EXERCISE A: Translate this sentence from the copyright lecture notes into Spanish: "Ownership is fairly easily established."

EXCERPT TO READ:
--- BEGIN ---
Substantive Law Study Support

Intellectual Property Law

Chapter 14 Lecture Notes

Major points addressed in the chapter materials include the following:


1. Registration (or preregistration) of a copyright is a requirement for initiating an action
for infringement (although registration is not required for works not originating in the
United States or for VARA works). Thus, although registration is not required to
obtain copyright protection for a work, the failure to register will preclude a copyright
owner from seeking redress for infringement.


2. Anyone who violates any of the exclusive rights of a copyright owner (such as the
right to reproduce, adapt, perform, distribute, or display the work) is liable for direct
infringement.


3. To prevail in an infringement action, a plaintiff must prove two things: his/her
ownership of the copyright and copying or some other impermissible invasion by the
defendant of one of the exclusive rights afforded to copyright owners.


4. Ownership is fairly easily established. A party may prove ownership by
demonstrating authorship of the work or that the copyright has been transferred to
him/her.
--- END ---
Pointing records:
--- BEGIN ---
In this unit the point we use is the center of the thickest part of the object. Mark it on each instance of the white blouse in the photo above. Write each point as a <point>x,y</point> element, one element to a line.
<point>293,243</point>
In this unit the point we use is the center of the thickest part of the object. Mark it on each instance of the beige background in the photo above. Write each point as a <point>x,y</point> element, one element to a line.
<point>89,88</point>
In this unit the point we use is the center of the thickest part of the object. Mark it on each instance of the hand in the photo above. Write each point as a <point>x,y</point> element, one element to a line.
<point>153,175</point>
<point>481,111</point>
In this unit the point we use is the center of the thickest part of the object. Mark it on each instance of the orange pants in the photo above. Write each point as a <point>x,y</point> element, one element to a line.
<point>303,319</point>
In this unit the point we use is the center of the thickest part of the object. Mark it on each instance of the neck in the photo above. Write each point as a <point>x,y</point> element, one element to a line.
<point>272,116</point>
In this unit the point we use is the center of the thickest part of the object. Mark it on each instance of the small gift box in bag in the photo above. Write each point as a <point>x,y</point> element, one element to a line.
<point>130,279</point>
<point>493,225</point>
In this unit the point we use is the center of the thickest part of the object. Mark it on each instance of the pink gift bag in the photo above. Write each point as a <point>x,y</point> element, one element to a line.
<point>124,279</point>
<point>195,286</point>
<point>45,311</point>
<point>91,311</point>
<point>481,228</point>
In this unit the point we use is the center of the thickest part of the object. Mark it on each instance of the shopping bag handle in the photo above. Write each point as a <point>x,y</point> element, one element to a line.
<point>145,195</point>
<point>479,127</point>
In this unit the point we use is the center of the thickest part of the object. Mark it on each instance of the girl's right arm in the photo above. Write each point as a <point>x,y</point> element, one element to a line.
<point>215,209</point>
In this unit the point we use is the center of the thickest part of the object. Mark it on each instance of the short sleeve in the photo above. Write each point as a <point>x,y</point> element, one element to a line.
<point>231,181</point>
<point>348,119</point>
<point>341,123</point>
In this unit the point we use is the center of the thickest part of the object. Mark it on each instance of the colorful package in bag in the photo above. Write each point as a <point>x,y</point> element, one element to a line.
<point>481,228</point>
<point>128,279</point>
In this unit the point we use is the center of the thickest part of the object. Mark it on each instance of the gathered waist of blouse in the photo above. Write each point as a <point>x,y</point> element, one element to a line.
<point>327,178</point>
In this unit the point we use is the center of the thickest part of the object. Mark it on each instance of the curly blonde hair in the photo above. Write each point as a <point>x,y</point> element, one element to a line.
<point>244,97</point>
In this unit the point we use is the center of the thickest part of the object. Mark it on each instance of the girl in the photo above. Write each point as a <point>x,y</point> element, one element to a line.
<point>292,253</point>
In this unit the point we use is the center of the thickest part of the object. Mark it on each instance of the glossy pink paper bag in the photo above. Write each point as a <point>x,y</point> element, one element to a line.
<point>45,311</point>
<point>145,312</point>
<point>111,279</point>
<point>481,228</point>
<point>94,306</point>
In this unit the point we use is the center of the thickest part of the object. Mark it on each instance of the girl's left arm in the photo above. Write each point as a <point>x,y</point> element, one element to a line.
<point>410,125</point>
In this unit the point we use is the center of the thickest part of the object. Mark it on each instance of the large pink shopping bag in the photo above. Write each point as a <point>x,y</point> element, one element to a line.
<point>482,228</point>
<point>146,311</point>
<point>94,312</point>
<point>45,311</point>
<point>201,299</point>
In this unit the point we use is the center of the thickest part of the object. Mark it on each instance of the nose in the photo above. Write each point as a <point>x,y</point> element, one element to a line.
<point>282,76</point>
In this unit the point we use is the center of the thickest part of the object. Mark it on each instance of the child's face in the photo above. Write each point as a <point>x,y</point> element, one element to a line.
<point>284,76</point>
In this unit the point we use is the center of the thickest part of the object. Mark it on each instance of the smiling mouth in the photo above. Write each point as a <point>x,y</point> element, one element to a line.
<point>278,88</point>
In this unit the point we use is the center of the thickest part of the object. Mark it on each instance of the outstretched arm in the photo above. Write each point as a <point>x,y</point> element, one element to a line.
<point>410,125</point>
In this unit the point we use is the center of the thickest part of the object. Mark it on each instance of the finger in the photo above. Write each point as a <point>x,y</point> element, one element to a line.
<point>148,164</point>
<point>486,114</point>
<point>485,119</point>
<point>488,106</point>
--- END ---
EXERCISE B: Recast the records from the line with "of the small" up to and including the line with "<point>493,225</point>" as a JSON list of strings, one string per line, with blank lines left out.

FINAL ANSWER A: La titularidad se establece con bastante facilidad.

FINAL ANSWER B:
[
  "In this unit the point we use is the center of the thickest part of the object. Mark it on each instance of the small gift box in bag in the photo above. Write each point as a <point>x,y</point> element, one element to a line.",
  "<point>130,279</point>",
  "<point>493,225</point>"
]